* _Natural language region descriptions_:
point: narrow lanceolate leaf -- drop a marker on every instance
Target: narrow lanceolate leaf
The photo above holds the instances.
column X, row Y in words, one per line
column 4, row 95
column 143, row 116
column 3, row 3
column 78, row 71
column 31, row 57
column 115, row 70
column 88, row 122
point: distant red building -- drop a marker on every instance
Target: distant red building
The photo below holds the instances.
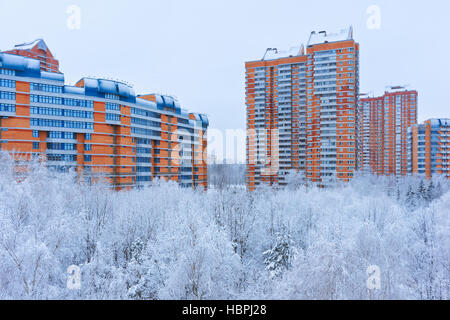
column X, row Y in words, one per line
column 37, row 50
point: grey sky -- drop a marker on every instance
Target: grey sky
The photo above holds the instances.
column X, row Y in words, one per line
column 196, row 50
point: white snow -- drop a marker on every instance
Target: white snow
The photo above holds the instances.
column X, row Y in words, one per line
column 165, row 242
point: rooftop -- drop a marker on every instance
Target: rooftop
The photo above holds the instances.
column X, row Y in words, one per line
column 30, row 45
column 324, row 37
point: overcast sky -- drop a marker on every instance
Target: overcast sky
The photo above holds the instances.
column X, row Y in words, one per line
column 196, row 50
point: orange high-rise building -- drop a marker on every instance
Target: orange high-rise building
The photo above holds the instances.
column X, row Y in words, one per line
column 429, row 148
column 99, row 127
column 301, row 111
column 383, row 126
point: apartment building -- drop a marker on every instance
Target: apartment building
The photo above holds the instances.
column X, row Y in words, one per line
column 301, row 111
column 383, row 131
column 429, row 148
column 37, row 49
column 99, row 127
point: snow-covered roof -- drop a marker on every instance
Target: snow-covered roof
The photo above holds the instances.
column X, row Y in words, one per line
column 324, row 37
column 30, row 45
column 274, row 53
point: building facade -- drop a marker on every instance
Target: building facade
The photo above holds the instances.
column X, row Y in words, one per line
column 383, row 131
column 301, row 111
column 99, row 127
column 37, row 50
column 429, row 148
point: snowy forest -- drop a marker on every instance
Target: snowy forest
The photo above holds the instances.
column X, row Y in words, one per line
column 166, row 242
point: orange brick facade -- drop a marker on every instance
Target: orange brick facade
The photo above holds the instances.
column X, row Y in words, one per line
column 301, row 112
column 383, row 129
column 99, row 127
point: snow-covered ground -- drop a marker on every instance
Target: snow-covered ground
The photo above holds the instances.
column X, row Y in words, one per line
column 164, row 242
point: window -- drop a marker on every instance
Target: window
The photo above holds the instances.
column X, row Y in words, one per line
column 112, row 117
column 61, row 124
column 7, row 107
column 7, row 83
column 8, row 72
column 7, row 95
column 112, row 106
column 46, row 88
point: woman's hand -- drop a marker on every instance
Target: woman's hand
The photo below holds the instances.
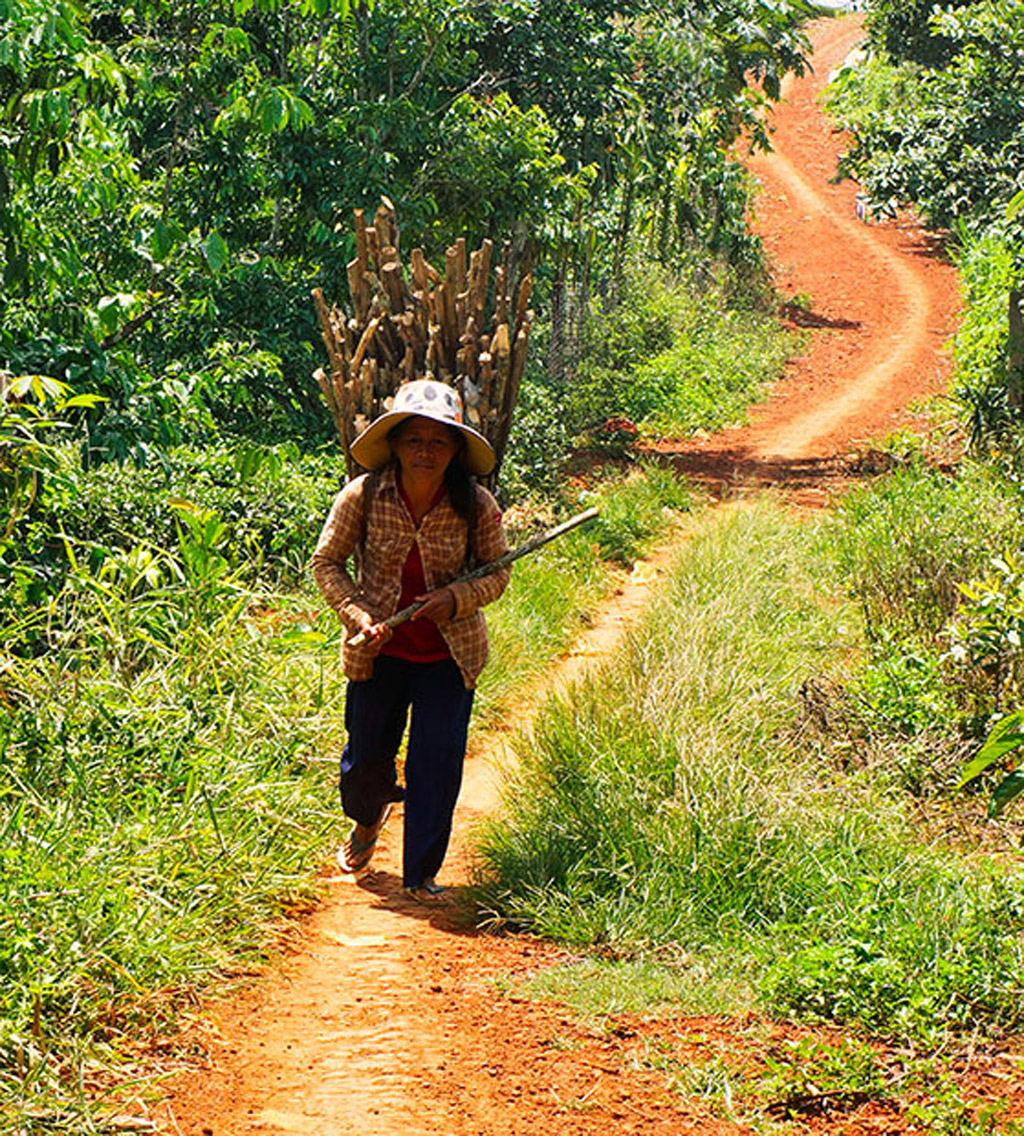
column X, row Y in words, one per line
column 438, row 606
column 374, row 633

* _Work task_:
Exact copy, no pictures: please print the data above once more.

* _Output below_:
point: narrow lanceolate leaf -- drop a marker on every instance
Target: narrow lanceolate leaf
The photo above holds the instances.
column X, row Y in words, one per line
column 4, row 95
column 143, row 116
column 3, row 3
column 78, row 71
column 31, row 57
column 115, row 70
column 88, row 122
point: distant red building -- drop a marker on every instance
Target: distant red building
The photo below holds the instances.
column X, row Y in words, one per line
column 37, row 50
point: grey sky -- drop a marker on every instance
Target: grey sky
The photo above holds the instances.
column X, row Y in words, one per line
column 196, row 50
point: white snow -- drop a marker on every instance
Target: white snow
The photo above holds the instances.
column X, row Y in words, one per line
column 165, row 242
point: rooftop -- drop a marker on every instance
Target: rooftop
The photo above holds the instances.
column X, row Y in words, one per line
column 30, row 45
column 324, row 37
point: overcast sky -- drop a marker on every instance
Target: overcast sky
The photo above holds the instances.
column X, row Y in words, one per line
column 196, row 50
point: orange high-rise building -- drop a marker on every instance
Target: orange high-rise building
The photo above holds the instances.
column X, row Y in words, one per line
column 429, row 148
column 99, row 127
column 301, row 111
column 383, row 126
point: apartment building -- drop a marker on every instance
Target: apartment building
The photo above holds the instances.
column X, row Y in words, one per line
column 301, row 111
column 383, row 131
column 429, row 148
column 37, row 49
column 99, row 127
point: snow-covered roof -- drop a marker on every instance
Target: snow-covered roof
The photo above holds the instances.
column X, row Y in words, one per line
column 324, row 37
column 30, row 45
column 274, row 53
point: building facade -- drop a marker on every instance
Target: building facade
The photo above holds the instances.
column X, row Y in words, one per line
column 383, row 131
column 301, row 111
column 99, row 127
column 37, row 50
column 429, row 148
point: snowy forest -- drop a marker on every instance
Target: snowy forest
The photo above holds the instances.
column X, row Y in words, one per line
column 166, row 242
point: orange brick facade -- drop a marker on every instance
Target: orange brick facade
The photo above holds the instances.
column X, row Y in words, one per line
column 301, row 112
column 383, row 129
column 99, row 127
point: snow-covered ground -- drop a marker on every instance
Target: snow-covered ground
The photo above holds the instances.
column X, row Y in words, one per line
column 164, row 242
point: window -- drop a marker on every instance
Target: window
The photo above holds the instances.
column X, row Y in words, one per line
column 112, row 117
column 61, row 124
column 7, row 107
column 7, row 83
column 8, row 72
column 7, row 95
column 112, row 106
column 46, row 88
point: woman's hand -- drop a marker on every instance
Target: woman's hand
The photo below holds the instances.
column X, row Y in words, one per line
column 438, row 606
column 374, row 633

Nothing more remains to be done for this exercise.